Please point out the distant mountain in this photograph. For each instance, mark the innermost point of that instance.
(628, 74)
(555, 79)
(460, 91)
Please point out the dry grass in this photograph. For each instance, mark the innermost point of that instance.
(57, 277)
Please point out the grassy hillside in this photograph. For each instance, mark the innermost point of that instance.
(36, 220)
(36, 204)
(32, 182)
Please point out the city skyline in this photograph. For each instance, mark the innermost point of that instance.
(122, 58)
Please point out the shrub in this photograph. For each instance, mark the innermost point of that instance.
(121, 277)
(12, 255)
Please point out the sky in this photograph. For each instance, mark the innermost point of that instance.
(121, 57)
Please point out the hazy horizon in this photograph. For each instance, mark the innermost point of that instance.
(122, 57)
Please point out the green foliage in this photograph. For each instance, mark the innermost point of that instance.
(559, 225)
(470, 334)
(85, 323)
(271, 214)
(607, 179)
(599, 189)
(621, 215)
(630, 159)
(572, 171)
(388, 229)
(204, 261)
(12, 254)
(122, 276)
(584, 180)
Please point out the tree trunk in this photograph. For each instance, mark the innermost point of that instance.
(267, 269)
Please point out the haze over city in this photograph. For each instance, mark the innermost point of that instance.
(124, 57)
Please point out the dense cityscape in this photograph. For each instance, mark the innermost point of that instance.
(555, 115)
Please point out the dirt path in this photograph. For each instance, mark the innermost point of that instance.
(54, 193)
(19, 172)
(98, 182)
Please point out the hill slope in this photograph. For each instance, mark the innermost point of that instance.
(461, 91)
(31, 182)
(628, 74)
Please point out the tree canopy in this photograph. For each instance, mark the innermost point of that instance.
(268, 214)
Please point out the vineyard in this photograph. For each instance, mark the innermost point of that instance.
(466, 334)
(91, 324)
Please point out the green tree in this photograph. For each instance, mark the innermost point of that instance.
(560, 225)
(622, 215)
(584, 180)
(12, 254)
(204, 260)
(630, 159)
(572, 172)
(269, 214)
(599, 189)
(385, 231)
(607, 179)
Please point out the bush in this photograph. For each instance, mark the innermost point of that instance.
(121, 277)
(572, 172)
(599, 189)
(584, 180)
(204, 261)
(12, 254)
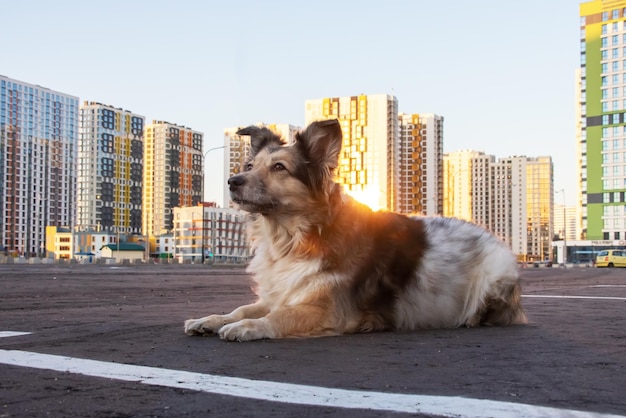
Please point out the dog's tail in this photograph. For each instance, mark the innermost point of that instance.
(505, 308)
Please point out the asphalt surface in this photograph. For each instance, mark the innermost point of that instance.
(571, 356)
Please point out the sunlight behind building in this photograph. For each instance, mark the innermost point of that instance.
(369, 197)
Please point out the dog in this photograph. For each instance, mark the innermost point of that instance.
(325, 264)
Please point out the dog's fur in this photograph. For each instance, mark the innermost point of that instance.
(325, 264)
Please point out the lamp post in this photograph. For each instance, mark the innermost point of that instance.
(202, 200)
(564, 229)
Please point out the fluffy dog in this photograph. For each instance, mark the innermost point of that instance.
(325, 264)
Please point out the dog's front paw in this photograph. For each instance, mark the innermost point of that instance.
(204, 326)
(247, 330)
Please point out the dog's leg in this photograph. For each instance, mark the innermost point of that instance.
(297, 321)
(213, 323)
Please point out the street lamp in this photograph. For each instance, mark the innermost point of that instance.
(564, 228)
(203, 195)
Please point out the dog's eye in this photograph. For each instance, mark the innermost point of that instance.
(278, 167)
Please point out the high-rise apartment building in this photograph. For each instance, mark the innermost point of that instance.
(173, 174)
(369, 159)
(512, 197)
(38, 151)
(110, 169)
(238, 149)
(601, 119)
(420, 160)
(461, 170)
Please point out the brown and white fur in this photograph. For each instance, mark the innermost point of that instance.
(325, 264)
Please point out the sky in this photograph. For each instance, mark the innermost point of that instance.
(501, 73)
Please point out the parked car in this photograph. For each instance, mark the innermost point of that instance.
(611, 258)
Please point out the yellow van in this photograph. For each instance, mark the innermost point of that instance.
(611, 258)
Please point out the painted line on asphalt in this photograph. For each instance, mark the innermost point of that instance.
(447, 406)
(6, 334)
(608, 285)
(573, 297)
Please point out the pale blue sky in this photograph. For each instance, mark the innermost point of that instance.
(500, 72)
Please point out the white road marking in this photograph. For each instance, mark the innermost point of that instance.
(4, 334)
(447, 406)
(573, 297)
(609, 285)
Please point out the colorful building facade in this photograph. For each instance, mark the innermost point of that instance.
(601, 120)
(110, 169)
(369, 158)
(38, 155)
(173, 174)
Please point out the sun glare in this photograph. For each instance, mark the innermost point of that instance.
(368, 197)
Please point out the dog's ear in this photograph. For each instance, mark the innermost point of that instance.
(260, 138)
(322, 143)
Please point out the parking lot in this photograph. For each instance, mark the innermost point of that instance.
(107, 341)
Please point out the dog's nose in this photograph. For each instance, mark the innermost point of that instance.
(236, 181)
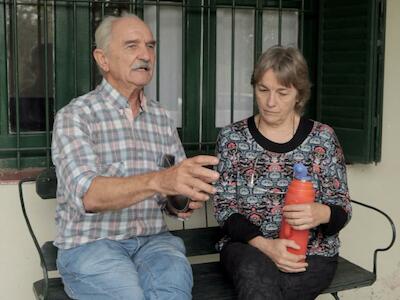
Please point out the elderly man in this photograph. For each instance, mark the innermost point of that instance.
(108, 147)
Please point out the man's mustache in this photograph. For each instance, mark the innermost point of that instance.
(141, 64)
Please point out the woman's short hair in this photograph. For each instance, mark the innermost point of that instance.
(290, 69)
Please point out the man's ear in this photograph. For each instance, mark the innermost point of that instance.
(101, 59)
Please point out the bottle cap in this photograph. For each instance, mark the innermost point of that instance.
(300, 172)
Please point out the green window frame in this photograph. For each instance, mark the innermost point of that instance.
(321, 22)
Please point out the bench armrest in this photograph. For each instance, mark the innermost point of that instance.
(393, 231)
(35, 241)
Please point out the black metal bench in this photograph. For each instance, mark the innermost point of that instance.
(208, 276)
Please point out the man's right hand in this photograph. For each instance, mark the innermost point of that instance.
(189, 178)
(276, 250)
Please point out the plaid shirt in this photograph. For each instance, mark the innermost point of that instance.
(96, 135)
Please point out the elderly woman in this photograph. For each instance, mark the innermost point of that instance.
(256, 165)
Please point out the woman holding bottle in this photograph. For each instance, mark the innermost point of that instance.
(256, 166)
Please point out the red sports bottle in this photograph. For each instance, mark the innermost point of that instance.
(300, 191)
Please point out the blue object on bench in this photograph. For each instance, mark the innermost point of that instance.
(200, 241)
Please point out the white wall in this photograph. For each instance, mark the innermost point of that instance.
(372, 184)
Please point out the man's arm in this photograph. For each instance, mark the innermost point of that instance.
(188, 178)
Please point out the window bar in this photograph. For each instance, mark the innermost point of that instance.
(158, 48)
(258, 30)
(46, 84)
(207, 84)
(258, 34)
(3, 69)
(301, 33)
(280, 23)
(91, 43)
(183, 66)
(14, 23)
(183, 74)
(233, 11)
(208, 93)
(74, 30)
(139, 8)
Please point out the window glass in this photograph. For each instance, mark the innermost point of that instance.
(169, 49)
(27, 60)
(244, 59)
(243, 64)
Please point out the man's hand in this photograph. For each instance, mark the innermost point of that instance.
(306, 216)
(189, 178)
(276, 250)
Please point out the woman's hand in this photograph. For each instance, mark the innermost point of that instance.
(306, 216)
(276, 250)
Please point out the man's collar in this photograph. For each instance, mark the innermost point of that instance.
(118, 99)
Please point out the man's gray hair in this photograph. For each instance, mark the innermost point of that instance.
(103, 31)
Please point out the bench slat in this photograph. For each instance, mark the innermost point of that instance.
(350, 276)
(199, 241)
(209, 277)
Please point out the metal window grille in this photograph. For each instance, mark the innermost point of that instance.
(46, 60)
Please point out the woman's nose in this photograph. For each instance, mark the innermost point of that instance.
(271, 99)
(145, 53)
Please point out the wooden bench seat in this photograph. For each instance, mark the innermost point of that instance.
(209, 280)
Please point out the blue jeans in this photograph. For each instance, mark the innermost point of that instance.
(149, 267)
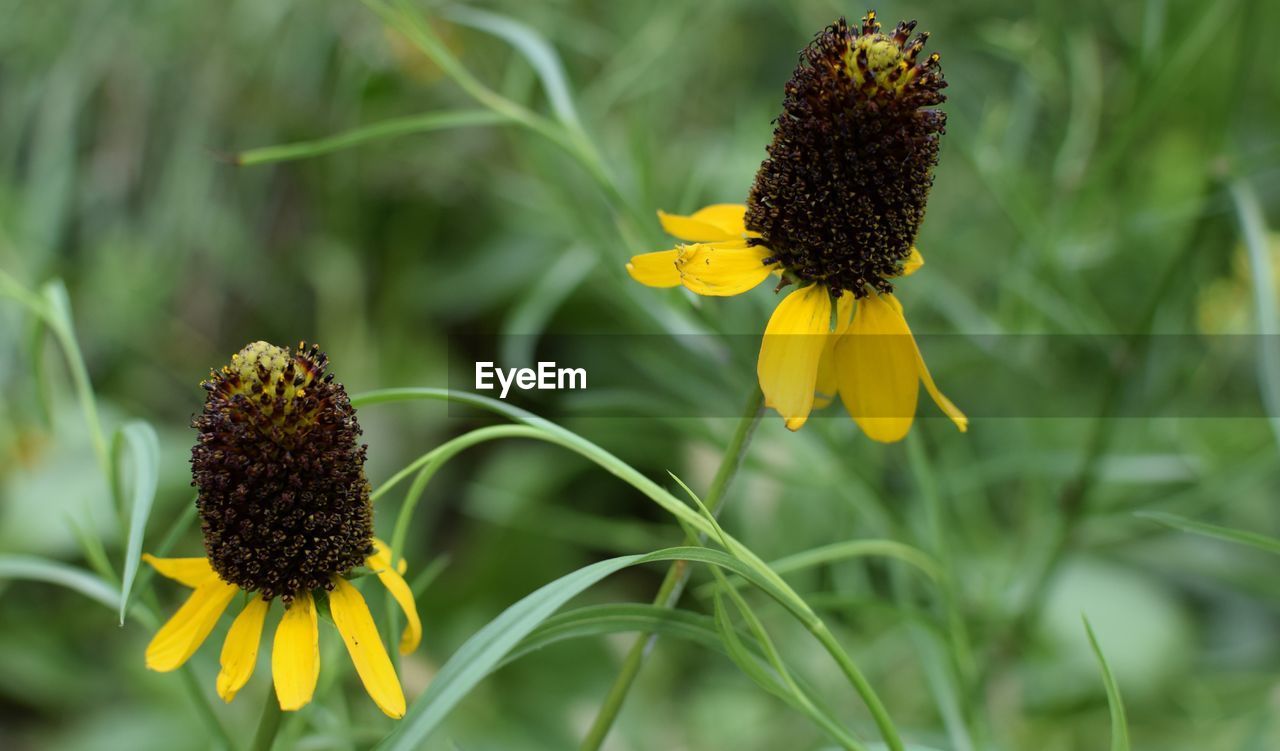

:::::

§ The problem: Identify every line in the entries above that contains the string "bench", and copy each such line. Matching is case-sensitive.

§ Full output:
Please point out the bench armrest in this photograph. For each instance, mark the innermost point of that instance.
Please point out the black metal bench in this photograph. For each instance, mark the innermost point of that instance.
Please point out the blue object on bench in this photograph. For each instance, mark the innermost point of that instance.
Please point out the bench slat in this photograph. For each instance, mark the innermost point of that instance.
Please point out the wooden bench seat in this photograph. For each instance, mark the innermost point of that instance.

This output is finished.